▶ _Requirement_
Provide an exact transcription of all the records.

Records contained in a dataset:
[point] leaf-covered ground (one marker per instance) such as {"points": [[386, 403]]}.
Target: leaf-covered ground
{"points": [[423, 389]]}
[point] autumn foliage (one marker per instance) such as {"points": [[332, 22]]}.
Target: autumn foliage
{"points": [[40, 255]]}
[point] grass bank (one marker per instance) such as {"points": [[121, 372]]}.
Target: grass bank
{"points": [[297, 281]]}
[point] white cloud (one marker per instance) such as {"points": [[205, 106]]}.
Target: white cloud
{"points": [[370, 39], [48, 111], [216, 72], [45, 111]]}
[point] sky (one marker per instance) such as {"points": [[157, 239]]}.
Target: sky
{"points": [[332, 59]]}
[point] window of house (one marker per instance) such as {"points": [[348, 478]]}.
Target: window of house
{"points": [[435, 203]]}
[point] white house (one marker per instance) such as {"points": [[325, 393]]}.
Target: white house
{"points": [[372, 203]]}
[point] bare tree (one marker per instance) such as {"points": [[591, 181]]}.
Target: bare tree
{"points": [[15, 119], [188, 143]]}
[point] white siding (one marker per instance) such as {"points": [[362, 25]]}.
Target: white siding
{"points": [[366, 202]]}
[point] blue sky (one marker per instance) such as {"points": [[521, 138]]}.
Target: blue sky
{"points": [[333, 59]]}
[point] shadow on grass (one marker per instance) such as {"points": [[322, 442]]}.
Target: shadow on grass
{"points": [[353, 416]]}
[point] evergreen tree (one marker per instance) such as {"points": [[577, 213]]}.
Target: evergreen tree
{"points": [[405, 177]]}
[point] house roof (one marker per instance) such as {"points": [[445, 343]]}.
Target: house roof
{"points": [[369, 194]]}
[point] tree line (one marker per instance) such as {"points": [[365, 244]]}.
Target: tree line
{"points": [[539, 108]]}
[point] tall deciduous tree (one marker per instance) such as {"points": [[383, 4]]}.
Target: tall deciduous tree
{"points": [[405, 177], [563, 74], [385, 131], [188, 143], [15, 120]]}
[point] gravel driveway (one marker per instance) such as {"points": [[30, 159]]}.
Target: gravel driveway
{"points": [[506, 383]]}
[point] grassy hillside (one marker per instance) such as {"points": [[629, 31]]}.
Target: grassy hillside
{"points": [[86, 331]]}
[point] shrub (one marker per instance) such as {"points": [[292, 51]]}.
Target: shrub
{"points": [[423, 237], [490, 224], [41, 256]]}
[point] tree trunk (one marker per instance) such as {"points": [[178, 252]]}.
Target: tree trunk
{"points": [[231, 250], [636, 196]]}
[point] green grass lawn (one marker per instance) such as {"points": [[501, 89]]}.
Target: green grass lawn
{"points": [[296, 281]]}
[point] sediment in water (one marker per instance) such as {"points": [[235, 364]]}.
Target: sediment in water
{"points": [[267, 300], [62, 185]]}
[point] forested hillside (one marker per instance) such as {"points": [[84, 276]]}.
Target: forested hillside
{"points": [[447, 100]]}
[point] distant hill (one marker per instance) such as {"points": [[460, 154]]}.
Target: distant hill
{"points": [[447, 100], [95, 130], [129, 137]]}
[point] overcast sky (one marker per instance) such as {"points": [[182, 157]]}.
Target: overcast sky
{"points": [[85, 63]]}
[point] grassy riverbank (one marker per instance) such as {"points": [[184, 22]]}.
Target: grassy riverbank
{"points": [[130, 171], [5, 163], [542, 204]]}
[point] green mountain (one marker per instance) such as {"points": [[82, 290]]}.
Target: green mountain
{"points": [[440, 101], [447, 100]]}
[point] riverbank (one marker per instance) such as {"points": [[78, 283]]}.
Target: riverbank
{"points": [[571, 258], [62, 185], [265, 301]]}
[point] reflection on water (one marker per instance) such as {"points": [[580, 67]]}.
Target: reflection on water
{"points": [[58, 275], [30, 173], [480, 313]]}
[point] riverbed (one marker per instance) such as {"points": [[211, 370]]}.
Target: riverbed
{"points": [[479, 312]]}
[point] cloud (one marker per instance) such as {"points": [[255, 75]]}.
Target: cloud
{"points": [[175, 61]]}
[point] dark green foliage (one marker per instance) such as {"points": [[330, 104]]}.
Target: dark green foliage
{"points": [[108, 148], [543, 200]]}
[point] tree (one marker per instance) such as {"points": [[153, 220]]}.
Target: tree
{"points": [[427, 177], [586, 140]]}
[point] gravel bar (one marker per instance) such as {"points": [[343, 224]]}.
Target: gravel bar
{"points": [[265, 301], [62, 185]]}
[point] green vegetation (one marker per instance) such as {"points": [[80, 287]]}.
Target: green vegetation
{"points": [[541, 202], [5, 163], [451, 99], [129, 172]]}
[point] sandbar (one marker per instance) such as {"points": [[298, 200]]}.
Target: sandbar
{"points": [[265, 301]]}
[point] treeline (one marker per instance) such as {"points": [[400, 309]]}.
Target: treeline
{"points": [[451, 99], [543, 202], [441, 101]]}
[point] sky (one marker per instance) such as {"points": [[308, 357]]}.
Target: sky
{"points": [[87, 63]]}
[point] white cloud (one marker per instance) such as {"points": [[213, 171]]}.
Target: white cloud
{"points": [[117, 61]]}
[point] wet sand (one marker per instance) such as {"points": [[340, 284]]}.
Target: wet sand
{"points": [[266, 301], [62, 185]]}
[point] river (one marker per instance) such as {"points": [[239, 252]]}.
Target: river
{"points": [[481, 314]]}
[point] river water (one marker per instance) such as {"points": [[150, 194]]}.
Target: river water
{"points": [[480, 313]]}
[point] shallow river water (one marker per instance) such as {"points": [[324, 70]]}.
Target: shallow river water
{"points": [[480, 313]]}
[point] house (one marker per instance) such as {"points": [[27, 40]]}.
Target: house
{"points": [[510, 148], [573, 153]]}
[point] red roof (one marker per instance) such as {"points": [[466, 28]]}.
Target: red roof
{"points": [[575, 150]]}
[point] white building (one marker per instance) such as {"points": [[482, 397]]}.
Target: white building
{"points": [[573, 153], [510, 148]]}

▶ _Task solution_
[point] leaf-covered ground (one marker per instance) such as {"points": [[386, 403]]}.
Target: leaf-covered ground
{"points": [[423, 389]]}
[point] autumn foliage (one marker per instance) such as {"points": [[332, 22]]}.
Target: autumn foliage
{"points": [[40, 255]]}
[point] grass bank (one marker per instance) such as {"points": [[121, 372]]}.
Target: grass bank
{"points": [[297, 281]]}
[point] white cloud (one marker per instance) such as {"points": [[205, 106]]}.
Target: white cloud
{"points": [[370, 39], [48, 111], [216, 72], [45, 111]]}
[point] sky (one marker per instance) such as {"points": [[157, 239]]}.
Target: sky
{"points": [[332, 59]]}
[point] window of house (one marker per instance) such as {"points": [[348, 478]]}.
Target: window of house
{"points": [[435, 203]]}
[point] white house (one marker per instance) such as {"points": [[325, 393]]}.
Target: white house
{"points": [[372, 203]]}
[point] bare tree (one marker per instance) such as {"points": [[591, 181]]}.
Target: bare tree
{"points": [[15, 119], [188, 143]]}
[point] white siding (one marker per instance) such as {"points": [[362, 25]]}.
Target: white siding
{"points": [[366, 202]]}
[point] blue sky (one marker per instance) such as {"points": [[521, 138]]}.
Target: blue sky
{"points": [[333, 59]]}
[point] shadow on grass (one marker per instance) such as {"points": [[322, 442]]}.
Target: shadow on grass
{"points": [[353, 416]]}
[point] evergreen tree (one marker per instance) such as {"points": [[577, 213]]}.
Target: evergreen tree
{"points": [[405, 177]]}
[point] house roof (one marker per instance) such as {"points": [[445, 343]]}.
Target: house roof
{"points": [[369, 194]]}
[point] tree line (one marker per instance) such as {"points": [[365, 244]]}.
Target: tree line
{"points": [[539, 108]]}
[point] tall deciduous tree (one marker per instance) such as {"points": [[383, 4]]}.
Target: tall deciduous tree
{"points": [[405, 177], [563, 74], [385, 131], [188, 143], [15, 120]]}
[point] gravel driveway (one marker per instance) such as {"points": [[30, 159]]}.
Target: gravel driveway
{"points": [[506, 383]]}
[point] grassy hillside (one marker per instance) such as {"points": [[629, 31]]}.
Target: grassy hillside
{"points": [[86, 331]]}
[point] shrub (one marker per instance) such as {"points": [[292, 51]]}.
Target: shrub
{"points": [[423, 237], [490, 224], [41, 256]]}
[point] tree trunk (one marker per instance) such as {"points": [[178, 252]]}.
Target: tree trunk
{"points": [[231, 250], [636, 196]]}
[point] green grass lawn (one marker per instance) such as {"points": [[501, 89]]}.
Target: green grass lawn
{"points": [[296, 281]]}
[point] sediment in water (one marker per instance) such as {"points": [[235, 364]]}.
Target: sediment in water
{"points": [[267, 300], [62, 185]]}
[point] forested hillside (one marker per instance) such as {"points": [[84, 276]]}.
Target: forested hillside
{"points": [[447, 100]]}
[point] distant hill (one marker per instance) such as {"points": [[460, 154]]}.
Target: distant hill
{"points": [[447, 100], [95, 130], [129, 137]]}
[point] overcast sky (one marker per instance) such as {"points": [[182, 157]]}.
Target: overcast sky
{"points": [[85, 63]]}
[point] grassy riverbank (one marker per instance) such as {"points": [[184, 22]]}.
Target: grassy riverbank
{"points": [[130, 171], [5, 163], [542, 204]]}
[point] green mountain (one marker per instance) such as {"points": [[82, 290]]}.
Target: green mountain
{"points": [[440, 101], [447, 100]]}
[point] riverbank (one marker per instance) such as {"points": [[78, 283]]}.
Target: riverbank
{"points": [[571, 258], [62, 185], [265, 301]]}
[point] reflection on water (one marker per instance) such as {"points": [[580, 67]]}.
Target: reflection on water
{"points": [[58, 275], [30, 173], [480, 313]]}
[point] riverbed (one marker per instance) such as {"points": [[211, 370]]}.
Target: riverbed
{"points": [[479, 312]]}
[point] cloud (one marker per instance) such as {"points": [[255, 75]]}.
Target: cloud
{"points": [[175, 61]]}
[point] dark green foliage (one marker per instance) such as {"points": [[330, 104]]}.
Target: dark green foliage
{"points": [[108, 148], [543, 200]]}
[point] tree (one marker per instance) such as {"points": [[153, 220]]}.
Target: tree
{"points": [[427, 177], [586, 140]]}
[point] gravel bar (one marker per instance) such as {"points": [[343, 224]]}.
Target: gravel bar
{"points": [[265, 301], [62, 185]]}
[point] green vegetation (one marker per instance) such as {"points": [[80, 287]]}.
Target: green vegetation
{"points": [[541, 202], [5, 163], [451, 99], [129, 172]]}
[point] sandbar (one marker per instance) such as {"points": [[298, 200]]}.
Target: sandbar
{"points": [[265, 301]]}
[point] treeline (one marker per instance) such as {"points": [[400, 309]]}.
Target: treeline
{"points": [[451, 99], [543, 202], [441, 101]]}
[point] sky (one marker per instance) such as {"points": [[308, 357]]}.
Target: sky
{"points": [[87, 63]]}
[point] white cloud (one marker per instance) such as {"points": [[213, 171]]}.
Target: white cloud
{"points": [[117, 61]]}
[point] wet sand (one marker per instance) such as {"points": [[340, 284]]}.
Target: wet sand
{"points": [[266, 301], [62, 185]]}
[point] river (one marker per instance) such as {"points": [[239, 252]]}.
Target: river
{"points": [[481, 314]]}
[point] river water (one marker per instance) such as {"points": [[150, 194]]}.
Target: river water
{"points": [[480, 313]]}
[point] shallow river water (one marker per instance) such as {"points": [[324, 70]]}.
Target: shallow river water
{"points": [[480, 313]]}
[point] house (one marker per instance) such as {"points": [[27, 40]]}.
Target: house
{"points": [[510, 148], [573, 153]]}
[point] red roof (one marker per instance) such as {"points": [[466, 28]]}.
Target: red roof
{"points": [[575, 150]]}
[point] white building (one marker per instance) such as {"points": [[482, 397]]}.
Target: white building
{"points": [[573, 153], [510, 148]]}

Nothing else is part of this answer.